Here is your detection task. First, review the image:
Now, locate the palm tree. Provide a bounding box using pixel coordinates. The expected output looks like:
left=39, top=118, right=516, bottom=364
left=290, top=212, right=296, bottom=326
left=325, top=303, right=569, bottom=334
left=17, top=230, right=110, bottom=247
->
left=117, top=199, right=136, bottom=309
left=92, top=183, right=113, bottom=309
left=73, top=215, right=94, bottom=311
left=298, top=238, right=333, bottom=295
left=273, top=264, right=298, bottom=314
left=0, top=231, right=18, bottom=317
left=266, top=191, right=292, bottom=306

What is needed ▸ Return every line of the records above verbatim, without any alteration.

Answer below ▸
Here is your detection task. First, review the image:
Now, locate the palm tree. Provide a bounding box using pixel coordinates. The expected output looks like:
left=39, top=118, right=516, bottom=364
left=290, top=212, right=296, bottom=326
left=325, top=303, right=569, bottom=334
left=17, top=230, right=110, bottom=247
->
left=117, top=199, right=136, bottom=309
left=92, top=183, right=113, bottom=309
left=73, top=215, right=94, bottom=311
left=298, top=238, right=333, bottom=295
left=273, top=264, right=298, bottom=314
left=0, top=231, right=18, bottom=317
left=266, top=191, right=292, bottom=306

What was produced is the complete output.